EXERCISE DESCRIPTION |
Rescale the items from the line containing "For every instance of the shrub, put" up to and including the line containing "For every instance of the calm", writing out every line again with the requests included. Multiply each x,y coordinate in the answers by 2.35 and round to whole numbers, with halves going up.

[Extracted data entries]
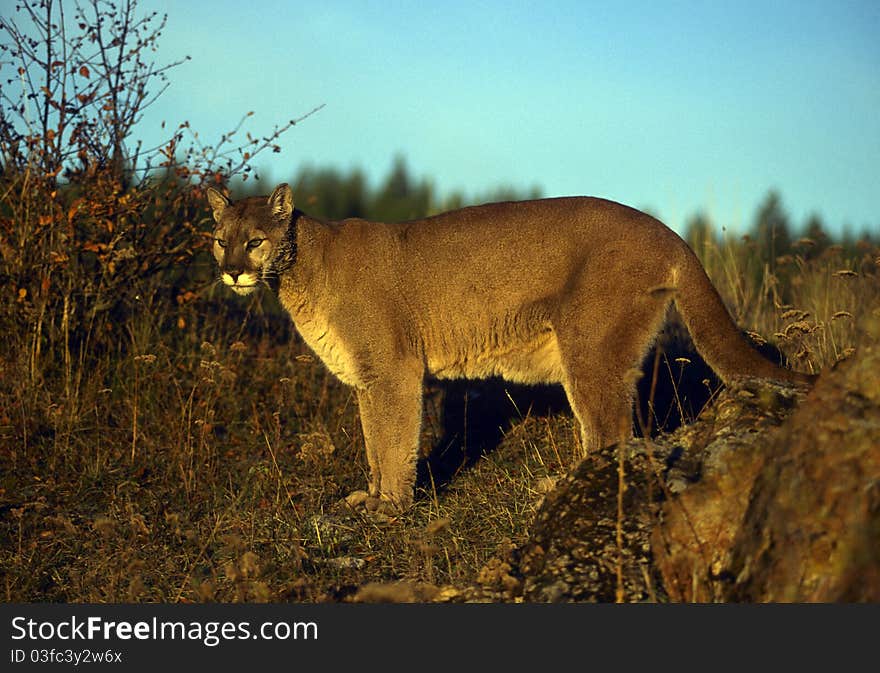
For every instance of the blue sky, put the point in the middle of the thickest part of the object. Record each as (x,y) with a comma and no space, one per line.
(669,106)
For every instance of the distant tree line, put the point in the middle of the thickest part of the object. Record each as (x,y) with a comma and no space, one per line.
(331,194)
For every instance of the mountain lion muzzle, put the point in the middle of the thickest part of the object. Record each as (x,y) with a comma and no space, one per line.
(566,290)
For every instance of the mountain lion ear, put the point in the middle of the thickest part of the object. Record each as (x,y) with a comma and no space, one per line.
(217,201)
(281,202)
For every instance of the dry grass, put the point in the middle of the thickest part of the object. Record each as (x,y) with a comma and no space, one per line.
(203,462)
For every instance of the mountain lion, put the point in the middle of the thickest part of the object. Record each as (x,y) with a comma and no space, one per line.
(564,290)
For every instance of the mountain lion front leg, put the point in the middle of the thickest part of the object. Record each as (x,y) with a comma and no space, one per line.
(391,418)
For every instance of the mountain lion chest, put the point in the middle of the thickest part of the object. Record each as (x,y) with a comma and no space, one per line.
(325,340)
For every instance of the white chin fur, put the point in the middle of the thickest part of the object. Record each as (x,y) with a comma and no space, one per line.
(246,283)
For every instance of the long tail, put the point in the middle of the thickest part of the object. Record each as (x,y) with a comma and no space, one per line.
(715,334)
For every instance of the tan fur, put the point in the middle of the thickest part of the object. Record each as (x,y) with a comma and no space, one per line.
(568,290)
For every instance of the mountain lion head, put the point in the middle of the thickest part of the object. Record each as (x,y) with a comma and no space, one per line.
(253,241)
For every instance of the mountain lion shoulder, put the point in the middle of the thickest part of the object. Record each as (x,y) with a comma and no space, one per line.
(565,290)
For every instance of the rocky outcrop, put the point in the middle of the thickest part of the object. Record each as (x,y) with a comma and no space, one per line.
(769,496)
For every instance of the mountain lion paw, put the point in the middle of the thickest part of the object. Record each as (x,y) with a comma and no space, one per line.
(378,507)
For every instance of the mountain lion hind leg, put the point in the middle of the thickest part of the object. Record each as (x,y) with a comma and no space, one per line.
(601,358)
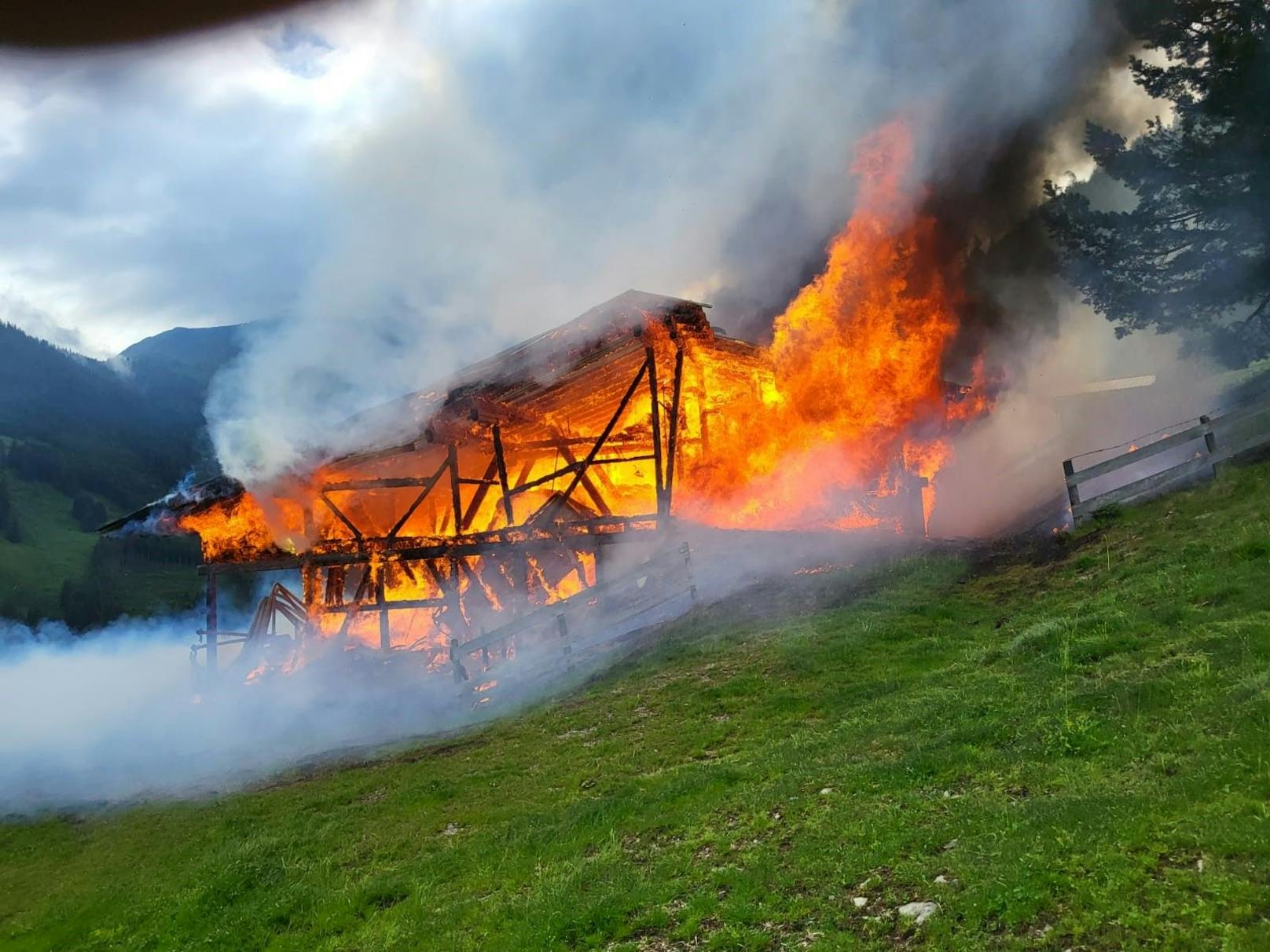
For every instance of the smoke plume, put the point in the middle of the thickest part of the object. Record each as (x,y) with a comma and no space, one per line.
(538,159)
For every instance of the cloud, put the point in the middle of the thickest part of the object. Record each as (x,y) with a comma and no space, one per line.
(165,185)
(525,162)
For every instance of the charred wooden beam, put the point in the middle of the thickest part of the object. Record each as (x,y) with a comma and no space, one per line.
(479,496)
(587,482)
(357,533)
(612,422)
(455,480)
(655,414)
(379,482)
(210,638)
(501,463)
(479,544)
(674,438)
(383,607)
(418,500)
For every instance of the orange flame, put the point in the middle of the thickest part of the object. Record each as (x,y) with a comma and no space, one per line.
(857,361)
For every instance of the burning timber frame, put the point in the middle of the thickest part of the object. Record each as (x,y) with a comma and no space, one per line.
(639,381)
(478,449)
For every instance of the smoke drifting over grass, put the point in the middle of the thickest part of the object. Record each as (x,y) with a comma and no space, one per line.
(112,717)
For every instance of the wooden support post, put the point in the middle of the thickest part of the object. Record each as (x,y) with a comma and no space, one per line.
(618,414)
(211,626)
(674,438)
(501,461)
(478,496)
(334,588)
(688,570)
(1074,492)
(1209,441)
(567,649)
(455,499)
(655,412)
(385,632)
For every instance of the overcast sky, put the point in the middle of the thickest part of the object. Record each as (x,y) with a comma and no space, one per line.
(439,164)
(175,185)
==
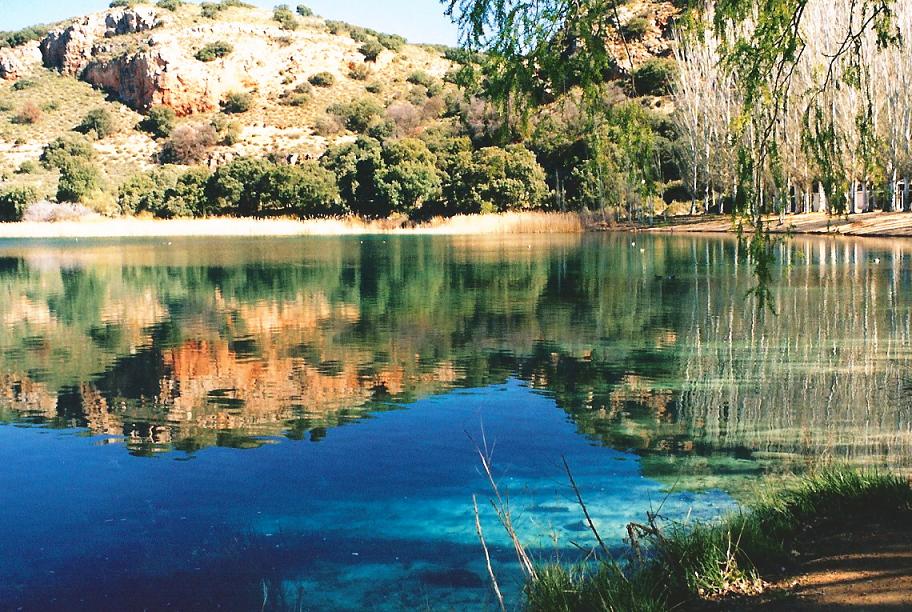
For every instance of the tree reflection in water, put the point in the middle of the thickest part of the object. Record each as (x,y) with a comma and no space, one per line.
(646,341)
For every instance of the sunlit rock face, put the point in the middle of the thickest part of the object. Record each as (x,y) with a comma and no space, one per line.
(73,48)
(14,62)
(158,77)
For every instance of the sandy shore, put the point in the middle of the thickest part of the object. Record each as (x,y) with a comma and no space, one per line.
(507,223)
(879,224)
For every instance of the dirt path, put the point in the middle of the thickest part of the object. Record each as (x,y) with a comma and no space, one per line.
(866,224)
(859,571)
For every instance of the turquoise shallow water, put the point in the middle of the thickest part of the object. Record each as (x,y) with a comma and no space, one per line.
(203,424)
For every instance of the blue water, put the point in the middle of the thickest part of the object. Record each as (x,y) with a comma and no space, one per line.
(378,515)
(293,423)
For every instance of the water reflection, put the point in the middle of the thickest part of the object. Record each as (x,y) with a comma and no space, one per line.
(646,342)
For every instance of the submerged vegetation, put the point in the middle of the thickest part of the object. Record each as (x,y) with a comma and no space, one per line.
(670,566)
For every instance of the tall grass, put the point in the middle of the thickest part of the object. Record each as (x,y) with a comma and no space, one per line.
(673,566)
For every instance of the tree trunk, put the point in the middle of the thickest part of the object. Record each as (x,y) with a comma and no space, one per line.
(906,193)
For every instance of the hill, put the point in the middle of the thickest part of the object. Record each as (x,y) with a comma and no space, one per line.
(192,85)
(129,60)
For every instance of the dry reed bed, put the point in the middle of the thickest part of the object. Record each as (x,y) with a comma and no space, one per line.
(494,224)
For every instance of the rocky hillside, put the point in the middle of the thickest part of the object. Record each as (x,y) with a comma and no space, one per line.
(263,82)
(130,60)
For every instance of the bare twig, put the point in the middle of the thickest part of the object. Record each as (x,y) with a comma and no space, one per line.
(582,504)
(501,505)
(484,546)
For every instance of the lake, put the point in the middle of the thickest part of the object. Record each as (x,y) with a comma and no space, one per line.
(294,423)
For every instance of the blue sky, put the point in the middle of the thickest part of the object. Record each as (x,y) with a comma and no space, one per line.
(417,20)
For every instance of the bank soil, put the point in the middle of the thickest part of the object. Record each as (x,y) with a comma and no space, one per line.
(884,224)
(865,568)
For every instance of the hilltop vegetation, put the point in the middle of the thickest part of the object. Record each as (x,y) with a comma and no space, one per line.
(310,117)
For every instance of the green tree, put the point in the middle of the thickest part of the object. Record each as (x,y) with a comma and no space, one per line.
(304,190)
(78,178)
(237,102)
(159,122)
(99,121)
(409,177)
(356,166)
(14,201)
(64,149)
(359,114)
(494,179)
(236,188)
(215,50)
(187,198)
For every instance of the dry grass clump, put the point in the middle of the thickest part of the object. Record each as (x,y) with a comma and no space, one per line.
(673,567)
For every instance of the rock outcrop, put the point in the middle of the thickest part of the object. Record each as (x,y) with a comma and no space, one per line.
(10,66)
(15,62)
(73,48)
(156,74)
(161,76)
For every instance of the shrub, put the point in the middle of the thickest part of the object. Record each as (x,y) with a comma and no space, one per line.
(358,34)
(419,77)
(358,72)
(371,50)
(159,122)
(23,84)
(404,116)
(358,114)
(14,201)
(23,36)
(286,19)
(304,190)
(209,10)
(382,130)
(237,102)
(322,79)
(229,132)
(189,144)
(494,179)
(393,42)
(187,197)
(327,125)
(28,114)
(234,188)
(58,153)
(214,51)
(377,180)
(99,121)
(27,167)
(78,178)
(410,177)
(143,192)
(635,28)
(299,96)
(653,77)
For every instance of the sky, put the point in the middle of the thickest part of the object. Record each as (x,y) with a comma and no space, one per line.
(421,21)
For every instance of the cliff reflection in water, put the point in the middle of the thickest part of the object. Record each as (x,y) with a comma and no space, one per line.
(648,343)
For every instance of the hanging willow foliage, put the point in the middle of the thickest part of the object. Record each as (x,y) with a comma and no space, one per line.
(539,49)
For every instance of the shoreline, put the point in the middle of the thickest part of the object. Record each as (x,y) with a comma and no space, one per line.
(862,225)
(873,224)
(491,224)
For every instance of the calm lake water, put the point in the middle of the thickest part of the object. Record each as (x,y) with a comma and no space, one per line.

IN RESPONSE |
For every instance of the shrub, put the point in the middle of the thickest part of the object. Record each as (x,y) with a comma and no space, one per line.
(841,80)
(985,181)
(841,169)
(872,118)
(374,287)
(54,197)
(949,273)
(841,268)
(33,472)
(54,85)
(672,45)
(714,447)
(491,24)
(898,306)
(557,240)
(757,186)
(538,310)
(444,338)
(1161,421)
(924,99)
(439,463)
(768,294)
(66,268)
(550,442)
(136,360)
(503,120)
(886,423)
(233,284)
(63,392)
(183,418)
(964,416)
(336,451)
(1492,66)
(703,226)
(1535,181)
For every instance of the sky, put the point in the middle of the thickest part of the object. Record each as (x,y) with a comma and no space, one per line.
(989,49)
For every instance of the cliff reflection in water, put the point in the middle of the thickest part of the object. Record each as (x,y) with a comma and no space, one per line.
(1523,806)
For every instance of the hanging willow foliage, put the point in the middle of the thickest part of the object. Record each as (x,y) with a comma and no space, one per line.
(1267,115)
For every instance of the shoreline, put the point in the middle of the thickest part of the object. Record each as (x,y) with a comma and no space, one per line.
(2026,529)
(2052,526)
(1154,526)
For every instance of the calm lake water, put the point in the middle of the thickest part of the object. Record each as (x,y) with a comma and no space, one per line.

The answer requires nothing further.